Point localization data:
┏━━
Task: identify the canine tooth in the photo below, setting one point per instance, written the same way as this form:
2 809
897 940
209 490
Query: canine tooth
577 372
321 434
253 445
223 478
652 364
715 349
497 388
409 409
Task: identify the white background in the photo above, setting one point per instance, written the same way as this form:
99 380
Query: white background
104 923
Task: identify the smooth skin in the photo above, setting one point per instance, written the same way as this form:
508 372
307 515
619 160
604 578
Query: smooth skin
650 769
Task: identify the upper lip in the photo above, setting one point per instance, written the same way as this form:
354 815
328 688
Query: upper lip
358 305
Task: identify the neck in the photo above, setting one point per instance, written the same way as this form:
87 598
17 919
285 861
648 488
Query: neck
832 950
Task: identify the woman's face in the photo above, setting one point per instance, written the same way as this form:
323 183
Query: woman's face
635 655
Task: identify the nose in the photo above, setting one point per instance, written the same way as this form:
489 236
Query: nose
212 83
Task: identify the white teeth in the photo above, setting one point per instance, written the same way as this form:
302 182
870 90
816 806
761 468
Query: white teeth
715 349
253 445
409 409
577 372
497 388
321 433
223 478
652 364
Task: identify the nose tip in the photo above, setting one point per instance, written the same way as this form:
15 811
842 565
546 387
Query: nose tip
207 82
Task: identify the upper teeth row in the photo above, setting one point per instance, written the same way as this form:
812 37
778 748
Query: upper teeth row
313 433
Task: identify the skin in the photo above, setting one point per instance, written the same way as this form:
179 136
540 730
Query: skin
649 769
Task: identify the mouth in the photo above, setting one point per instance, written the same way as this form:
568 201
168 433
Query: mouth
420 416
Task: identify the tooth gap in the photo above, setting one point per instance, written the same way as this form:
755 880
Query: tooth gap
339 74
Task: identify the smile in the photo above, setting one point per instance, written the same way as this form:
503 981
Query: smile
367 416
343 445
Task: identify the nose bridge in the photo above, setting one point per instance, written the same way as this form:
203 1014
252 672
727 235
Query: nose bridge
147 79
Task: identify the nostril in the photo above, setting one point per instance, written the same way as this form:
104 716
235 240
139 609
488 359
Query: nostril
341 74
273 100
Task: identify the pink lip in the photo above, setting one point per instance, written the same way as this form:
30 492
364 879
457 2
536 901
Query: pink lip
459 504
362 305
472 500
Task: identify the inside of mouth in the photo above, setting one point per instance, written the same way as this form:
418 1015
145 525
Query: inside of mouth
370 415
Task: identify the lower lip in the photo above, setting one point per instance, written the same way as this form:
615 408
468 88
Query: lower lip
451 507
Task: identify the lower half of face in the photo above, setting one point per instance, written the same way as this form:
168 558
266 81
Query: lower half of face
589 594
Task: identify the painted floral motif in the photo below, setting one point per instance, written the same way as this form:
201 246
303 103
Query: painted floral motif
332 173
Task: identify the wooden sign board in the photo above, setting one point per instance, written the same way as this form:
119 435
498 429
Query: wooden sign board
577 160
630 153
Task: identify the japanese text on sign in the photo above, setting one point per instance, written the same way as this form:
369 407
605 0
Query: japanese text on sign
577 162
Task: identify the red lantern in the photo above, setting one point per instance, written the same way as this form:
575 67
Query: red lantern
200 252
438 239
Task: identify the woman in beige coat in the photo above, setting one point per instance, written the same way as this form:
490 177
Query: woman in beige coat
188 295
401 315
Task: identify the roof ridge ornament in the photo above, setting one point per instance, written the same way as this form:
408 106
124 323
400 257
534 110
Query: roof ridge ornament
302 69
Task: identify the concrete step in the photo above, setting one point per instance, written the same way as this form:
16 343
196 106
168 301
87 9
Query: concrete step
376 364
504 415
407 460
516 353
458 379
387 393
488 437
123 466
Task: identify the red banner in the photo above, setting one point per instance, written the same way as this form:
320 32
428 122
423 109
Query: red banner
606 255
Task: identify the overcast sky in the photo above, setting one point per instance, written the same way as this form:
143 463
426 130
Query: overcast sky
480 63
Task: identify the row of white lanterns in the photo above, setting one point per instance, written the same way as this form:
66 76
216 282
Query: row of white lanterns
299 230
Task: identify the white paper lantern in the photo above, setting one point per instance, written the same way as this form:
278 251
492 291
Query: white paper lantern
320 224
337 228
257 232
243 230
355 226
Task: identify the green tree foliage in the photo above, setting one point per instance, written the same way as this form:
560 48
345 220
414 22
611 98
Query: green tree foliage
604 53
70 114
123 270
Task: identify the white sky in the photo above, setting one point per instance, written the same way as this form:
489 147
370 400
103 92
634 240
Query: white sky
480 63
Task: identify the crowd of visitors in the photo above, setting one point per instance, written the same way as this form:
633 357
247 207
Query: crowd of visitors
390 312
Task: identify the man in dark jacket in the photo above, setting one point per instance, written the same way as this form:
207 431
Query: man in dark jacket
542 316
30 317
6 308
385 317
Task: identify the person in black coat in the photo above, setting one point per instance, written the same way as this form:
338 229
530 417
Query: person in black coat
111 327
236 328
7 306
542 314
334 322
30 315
┗━━
## Task objective
Return the data exactly, every line included.

## Problem solution
Task: identify the canine tooth in the photo below, setting one point per instance, written the same way as this form:
2 809
897 940
209 490
Query: canine tooth
577 372
321 434
253 445
223 478
652 364
715 349
497 388
409 409
Task: identify the white background in the photo above, setting one point per instance, written the same way as this form:
99 380
Query: white background
104 923
Task: identify the smooth skin in the photo above, setting one point per instance, written the same way as this form:
508 372
307 515
619 160
604 578
Query: smooth skin
650 769
Task: identify the upper lip in the photo above, setting one point per instance, written the same way as this form:
354 815
328 688
Query: upper lip
358 305
Task: identify the neck in the photo above, setting one point per instance, written the same way as this form:
87 598
17 919
285 861
648 488
Query: neck
832 950
Task: identify the woman's face in the photo above, setting one point per instance, written the same way as this form:
323 183
Query: woman's face
635 655
Task: identify the nose in the photo above, setting one point per instance, written the same way as this form:
489 236
Query: nose
212 83
Task: identify the white teeth in the photo above, setting one point per instance, written the same way as this form:
302 182
870 90
816 806
761 468
Query: white teeth
715 349
253 445
409 409
577 372
497 388
321 433
223 478
652 364
Task: identify the nose tip in the photo above, setting one point per instance, written the same way as this form:
15 811
842 565
546 387
Query: nose tip
207 82
Task: identify the upper teeth row in the photo above, setting one point per instance, written the same way as this form:
812 37
778 748
Query: upper teeth row
313 433
Task: identify the skin in the photo above, setting one point per instance, written the same way as this form:
179 136
540 730
Query: skin
649 769
Task: identify the mouth in the photo above, setting one point per instance, written the same way as this form:
568 201
168 433
Query: mouth
420 416
Task: identify the tooth gap in the photo above, setting one point per instance, written the same way as this form:
755 880
Query: tooth gap
339 74
Task: identify the smile in the photo above, setting one point per instance, written the same way as this form:
503 981
Query: smile
367 416
343 445
Task: identify the nose bridge in the photo above, setting one point per instance, written the same way as this form:
203 1014
252 672
727 235
Query: nose bridge
147 79
Task: identify the nostril in the photo above, setting one point per instance, written the same way as this form:
104 716
235 240
139 609
488 359
Query: nostril
341 74
273 100
Task: identify the pink lip in the photo above, setting one point per instance, written the same way as this form:
30 492
364 879
457 2
536 901
Query: pink lip
459 504
362 305
472 500
Task: identify the inside of mouth in the photo above, setting one point per instance, written the same way as this form:
418 1015
145 525
Query: inside of mouth
370 415
Task: identify the lower lip in the photo above, setting one point per instance, written the same way as this form:
615 408
468 88
Query: lower lip
451 507
Task: identify the lower half of face in the photo above, setting one point per instance, written the same way as this form:
168 558
266 81
Query: lower half of face
589 594
Task: identify the painted floral motif in the photo below, setting one point per instance, written the same way as this form:
201 246
303 103
Query: painted floral motif
332 173
Task: identify the wooden sign board in the photo above, setting one point per instance, written the same way as this form:
119 435
498 429
Query: wooden sign board
577 160
630 153
Task: identify the japanese text on sign in the photo above, setting one point per instance, written the same way as this form:
369 407
605 0
Query: japanese text on sign
577 162
Task: identify the red lantern in the photo above, setting one point per instance, written the same way as this form:
575 67
Query: red lantern
200 252
438 239
Task: identify the woman in beige coat in the photo above, setting one point per instance, written the same way as this form:
490 177
Query: woman in beige coat
188 295
401 315
Task: identify the roof ridge ornament in the photo above, setting one point per instance, written the same way as this form:
408 106
124 323
400 257
534 110
Query: roof ridge ornament
302 69
Task: identify the concrete step in the photo above, setting one point per instance, written the same way as this form:
16 343
196 106
168 301
87 9
Query: concrete step
376 364
504 415
407 460
516 353
458 379
387 393
488 437
123 466
Task: identify the red banner in the photo above, setting one point per instance, written the same way as this form:
320 32
428 122
423 109
Query: red banner
606 255
Task: identify the overcast sky in the photo above, setting one point per instance, written the same way as this form:
143 463
426 130
Query: overcast sky
480 63
Task: identify the row of white lanterns in the photo above, setting one point per instance, written the same way as this form:
66 76
216 282
Query: row of white lanterns
299 230
Task: identify the white paper lantern in the photo above, setting one point per instance, written the same way as this form:
278 251
492 291
Query: white paper lantern
320 224
337 228
257 232
243 230
355 226
Task: identify the green tree foliage in the photo above, setting one point per instance, written the same way as this form:
560 48
345 220
414 22
611 98
Query: green tree foliage
604 53
70 114
123 270
Task: identify the white sky in the photo above, setting one point per instance, written the same way as this form:
489 147
370 400
103 92
634 240
Query: white sky
480 63
Task: identify the crowd of visitors in the photo above, setting one point per instance, written the same way as this form:
633 357
247 207
Query: crowd of visitors
390 312
Task: identify the man in dark jacket in the photo above, setting one point per instance, written the same way as this form:
207 431
Query: man in dark jacket
542 316
30 317
6 308
385 317
Task: identify the person in black coat in the photo above, setting one point per instance, written the same way as this form:
338 229
530 417
Query: person in black coat
111 327
236 328
7 306
542 314
334 322
30 315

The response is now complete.